**INSTRUCTION**
Provide an exact copy of the data, excluding the images.
BEGIN DATA FOR THIS TASK
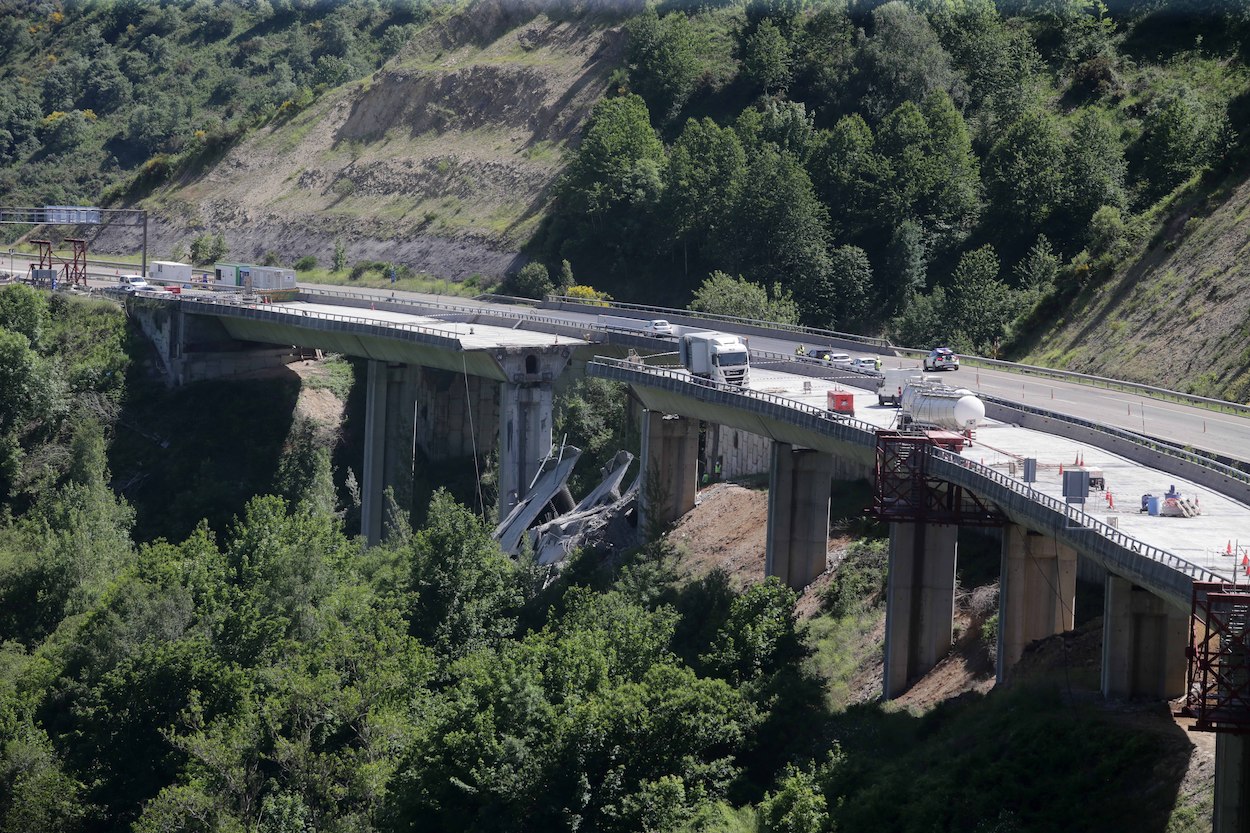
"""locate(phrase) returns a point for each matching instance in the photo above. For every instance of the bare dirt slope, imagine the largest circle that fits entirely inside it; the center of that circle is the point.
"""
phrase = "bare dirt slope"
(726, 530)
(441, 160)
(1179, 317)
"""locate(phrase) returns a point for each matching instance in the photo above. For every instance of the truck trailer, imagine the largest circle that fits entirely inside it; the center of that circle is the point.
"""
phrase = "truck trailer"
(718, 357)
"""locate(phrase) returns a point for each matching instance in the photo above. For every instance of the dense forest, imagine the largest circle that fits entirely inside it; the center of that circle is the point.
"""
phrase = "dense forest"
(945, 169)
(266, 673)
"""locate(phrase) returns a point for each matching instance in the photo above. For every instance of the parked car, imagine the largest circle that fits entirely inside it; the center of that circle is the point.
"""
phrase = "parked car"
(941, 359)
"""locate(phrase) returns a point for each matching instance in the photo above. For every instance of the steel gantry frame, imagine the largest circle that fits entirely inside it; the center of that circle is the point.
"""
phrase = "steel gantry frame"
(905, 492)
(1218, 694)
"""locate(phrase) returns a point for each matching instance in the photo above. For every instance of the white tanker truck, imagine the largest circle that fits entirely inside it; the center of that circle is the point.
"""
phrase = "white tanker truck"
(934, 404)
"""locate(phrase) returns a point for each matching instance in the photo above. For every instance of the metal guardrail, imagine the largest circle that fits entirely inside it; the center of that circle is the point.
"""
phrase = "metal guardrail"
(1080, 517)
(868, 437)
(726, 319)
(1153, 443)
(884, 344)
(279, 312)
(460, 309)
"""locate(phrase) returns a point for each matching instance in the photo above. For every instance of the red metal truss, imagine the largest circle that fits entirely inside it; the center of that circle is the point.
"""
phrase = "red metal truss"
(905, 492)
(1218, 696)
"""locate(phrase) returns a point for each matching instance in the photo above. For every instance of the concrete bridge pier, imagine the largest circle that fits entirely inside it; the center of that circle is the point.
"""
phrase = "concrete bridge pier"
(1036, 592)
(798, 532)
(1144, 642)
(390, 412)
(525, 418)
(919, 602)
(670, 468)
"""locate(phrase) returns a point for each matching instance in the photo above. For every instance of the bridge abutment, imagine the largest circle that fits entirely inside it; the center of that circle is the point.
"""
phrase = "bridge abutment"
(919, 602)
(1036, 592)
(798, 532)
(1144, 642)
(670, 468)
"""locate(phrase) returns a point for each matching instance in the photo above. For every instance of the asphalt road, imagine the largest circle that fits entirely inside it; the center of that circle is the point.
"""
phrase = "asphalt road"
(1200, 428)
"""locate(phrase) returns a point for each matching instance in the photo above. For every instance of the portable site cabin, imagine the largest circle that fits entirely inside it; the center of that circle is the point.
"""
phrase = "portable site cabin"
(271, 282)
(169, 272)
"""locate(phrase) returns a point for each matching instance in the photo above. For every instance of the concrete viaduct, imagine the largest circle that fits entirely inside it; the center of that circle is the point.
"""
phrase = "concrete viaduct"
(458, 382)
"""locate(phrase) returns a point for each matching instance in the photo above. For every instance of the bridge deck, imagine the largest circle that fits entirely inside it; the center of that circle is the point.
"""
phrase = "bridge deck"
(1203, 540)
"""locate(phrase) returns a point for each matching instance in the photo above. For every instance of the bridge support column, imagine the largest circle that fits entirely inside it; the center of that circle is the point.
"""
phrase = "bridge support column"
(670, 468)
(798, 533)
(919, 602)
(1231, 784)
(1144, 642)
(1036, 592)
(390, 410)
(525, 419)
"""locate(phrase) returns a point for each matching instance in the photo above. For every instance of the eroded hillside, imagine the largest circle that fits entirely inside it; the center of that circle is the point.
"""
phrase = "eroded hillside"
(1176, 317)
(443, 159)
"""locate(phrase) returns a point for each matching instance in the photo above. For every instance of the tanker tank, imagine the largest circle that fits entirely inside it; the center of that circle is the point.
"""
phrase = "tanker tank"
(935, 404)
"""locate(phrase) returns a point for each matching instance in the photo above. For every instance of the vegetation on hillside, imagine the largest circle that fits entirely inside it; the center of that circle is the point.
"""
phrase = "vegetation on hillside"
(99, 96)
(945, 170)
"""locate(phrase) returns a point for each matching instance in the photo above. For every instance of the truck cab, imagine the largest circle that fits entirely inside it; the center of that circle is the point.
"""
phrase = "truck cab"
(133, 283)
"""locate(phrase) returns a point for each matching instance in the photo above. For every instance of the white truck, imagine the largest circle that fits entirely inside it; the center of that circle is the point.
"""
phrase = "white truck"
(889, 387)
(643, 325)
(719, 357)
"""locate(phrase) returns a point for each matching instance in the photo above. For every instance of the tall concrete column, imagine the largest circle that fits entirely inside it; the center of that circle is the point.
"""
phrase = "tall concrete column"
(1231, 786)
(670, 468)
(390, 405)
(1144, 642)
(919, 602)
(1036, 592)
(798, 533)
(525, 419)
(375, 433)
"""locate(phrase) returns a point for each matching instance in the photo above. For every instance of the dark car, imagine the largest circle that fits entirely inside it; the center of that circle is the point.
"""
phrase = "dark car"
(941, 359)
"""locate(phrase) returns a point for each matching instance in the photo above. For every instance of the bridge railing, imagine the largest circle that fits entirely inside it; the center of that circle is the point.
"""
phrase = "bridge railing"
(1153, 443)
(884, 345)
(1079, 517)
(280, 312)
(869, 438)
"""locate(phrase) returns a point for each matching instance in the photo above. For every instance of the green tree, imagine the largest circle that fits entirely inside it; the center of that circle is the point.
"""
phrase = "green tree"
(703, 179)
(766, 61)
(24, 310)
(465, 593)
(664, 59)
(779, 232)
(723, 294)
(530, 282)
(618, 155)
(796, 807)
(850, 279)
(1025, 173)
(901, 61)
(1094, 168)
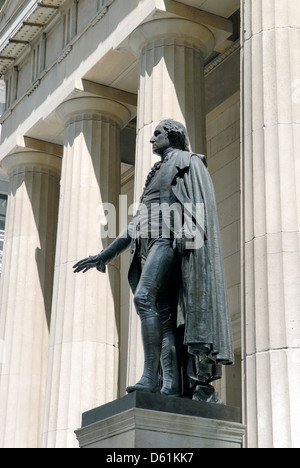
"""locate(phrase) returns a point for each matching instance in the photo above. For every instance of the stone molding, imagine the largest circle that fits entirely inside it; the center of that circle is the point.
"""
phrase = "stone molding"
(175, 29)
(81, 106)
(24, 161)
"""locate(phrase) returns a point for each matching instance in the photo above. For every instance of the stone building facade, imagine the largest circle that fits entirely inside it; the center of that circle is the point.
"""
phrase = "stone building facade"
END DATA FOR THIS TASK
**EXPECTED ANSWER**
"""locate(phrase) returns a point for each matching instance in the photo above. For every instance of the bare dirt slope, imagine the largest circle that fits entirely inside it; the center of that circle is the point.
"""
phrase = "bare dirt slope"
(726, 530)
(441, 160)
(1179, 317)
"""locate(phrase) returns a point for each matching instance in the photo above. For every instance of the truck trailer, imagine the largest circle that fits entirely inside it; the center of that circle is the point.
"""
phrase = "truck trailer"
(718, 357)
"""locate(phrase) returns a point for each matching instance in the photo above. For every instance of the dense forest, imagine the largest circle that fits entirely inside it; the center of that circle is the point.
"""
phrase = "dense forest"
(945, 169)
(266, 673)
"""locate(phrase) returns a point for each matching instance in the photo above. For every instance of the parked car, imagine the largest circle that fits entirely inside it; the center of that circle is the point.
"""
phrase = "parked car"
(941, 359)
"""locate(phrase) returns a point for each matching instance in the photo above. For every instance of the steel gantry frame, imagine the largest circle that fits entirely inside it; the center of that circle is the point.
"""
phrase = "steel gantry frame"
(905, 492)
(1218, 694)
"""locate(phrase) returns a point for each matching instance in the photo above. For every instance of the white tanker truck, imagine the largest circle that fits entirely inside it; the center of that circle is the point.
"""
phrase = "white tanker truck"
(934, 404)
"""locate(phrase) returns a point for each matching instance in the photo above. For every instance of the metal guardrail, imagine the largest circle that fits entirely inside it; the center of that circle is the point.
"""
phrase = "metal guardrail"
(1080, 517)
(868, 437)
(726, 319)
(1153, 443)
(884, 344)
(279, 312)
(460, 309)
"""locate(phrase) returns a point for each matching instance in the photo above. For every instance of the red metal truss, imagine the largest circle that fits entirely inside it; the center of that circle is the point.
"""
phrase = "red metal truss"
(905, 492)
(1218, 696)
"""locate(phrase) returns a point for each matching instance in the photo above. For every instance of the concrete bridge pier, imagine the largest circle that fits entirely inside it; the center of that circle is the point.
"""
phrase = "concrete bridge pier"
(1036, 592)
(798, 532)
(1144, 642)
(390, 412)
(525, 418)
(919, 602)
(670, 468)
"""locate(phrase) returns a point for each matching instance in the photo above. For every instance of the bridge abutment, imagine the largest circle that fits entirely inside it; the center of that circle is the point.
"""
phrase = "bridge abutment"
(919, 602)
(1036, 592)
(798, 532)
(1144, 642)
(670, 468)
"""locate(phrase) returns a point for each matching instance in the photo above. For every instance of the asphalt road, imagine the largest circle that fits entirely inside it; the center of that circle is the point.
"""
phrase = "asphalt road"
(1200, 428)
"""locate(phrase) returns a point for each matching instance in the photo above. For every instance of the portable site cabin, imagine the largest circle that fits entirely inside it; the center of that circle is the point.
"""
phrase = "portable site cabin"
(271, 282)
(169, 272)
"""locate(phrase) returns a point for each matching instance in the photo above. For every instance of the concrete viaduct, imagine the largest circle that fits entirely inside it; the center of that circle is the point.
"""
phrase = "concrete viaduct"
(458, 382)
"""locate(phrase) returns a point for each matching instance in the photo above. For every instance of the bridge deck, imagine the largest circle that fits entirely inside it; the center of that circle is the point.
"""
phrase = "bridge deck"
(1203, 540)
"""locate(phrase) returns a point for each matching instance in the photo above. For every instance of the bridge support column, imagine the largest circle that fits entirely inside it; the center of that circle is the point.
"""
phrase = "bridge support column"
(670, 468)
(798, 533)
(919, 602)
(1231, 784)
(1144, 642)
(1036, 592)
(390, 410)
(525, 419)
"""locate(phrase) returns a point for each matching instance in the photo above. For every instance of the eroded hillside, imagine the largest circle that fits entirely inside it; the center of that circle is the point.
"""
phrase = "eroded hillside"
(1176, 317)
(443, 159)
"""locate(phrase) returns a point for each matching instance in the photo above. For every instance of the tanker tank, imagine the largest circle that fits entirely inside it; the center of that circle is the point.
"""
phrase = "tanker tank"
(935, 404)
"""locate(phrase) returns a point for each matching instance in the photo above. For every instance of the vegetation on hillside, imagine the largest circle that fits entirely inside it; the center of that circle is the point.
"""
phrase = "vegetation on hillside"
(99, 96)
(945, 170)
"""locate(phrase) returns a point for each matching instance in the photo above. For every instance of the truck cab, imagine the largest circle that fits entirely inside it; the center of that circle is the point.
"""
phrase = "truck cab"
(133, 283)
"""locate(phrase) returns a point for each matching instance in the photo above. For every instance of the white truck, imagine the largest circle that fits entirely inside it; the center of that circle is the point.
"""
phrase = "white truck"
(889, 387)
(643, 325)
(719, 357)
"""locate(phrase) returns a point for each matching instance in the photo above. For every instance of the tall concrete column, imagine the largest circle that fits entirely inside it; the center of that circle is the point.
"""
phrase = "tall concrete column"
(1231, 786)
(670, 468)
(390, 405)
(1144, 642)
(919, 602)
(1036, 592)
(798, 533)
(525, 419)
(375, 433)
"""locate(phrase) returns a point for each matching instance in the photo above. For every instance of the dark car, imagine the largest circle that fits entirely inside it; the center of that circle is the point.
"""
phrase = "dark car"
(941, 359)
"""locate(phrase) returns a point for each matching instance in the photo above. For every instance of the bridge railing, imagine the largest circle that fits entirely inside it; the center of that circle is the point.
"""
phrase = "bridge railing"
(1153, 443)
(884, 345)
(1079, 517)
(280, 312)
(869, 438)
"""locate(phrase) returns a point for each matching instance in the photo above. For every instance of the green tree, imagine the largest circle that fits entirely inside it; the center of that circle is the point.
"""
phrase = "green tree"
(703, 179)
(766, 61)
(24, 310)
(465, 593)
(664, 59)
(779, 232)
(723, 294)
(530, 282)
(618, 155)
(796, 807)
(850, 279)
(1025, 173)
(901, 61)
(1094, 168)
"""locate(phrase) returns a point for each matching instance in the photo above. For every instance of the stone molding, imagine the largest circle that fits entirely inside it; the center of that circle is the point.
"""
phrase = "stone molding"
(175, 29)
(81, 106)
(24, 161)
"""locate(phrase) returns a point for each matching instance in the photo above. For every instance of the stone building facade, imagine the largest circle that fits entirely inside it; the center of that circle is the point.
"""
phrase = "stone building facade"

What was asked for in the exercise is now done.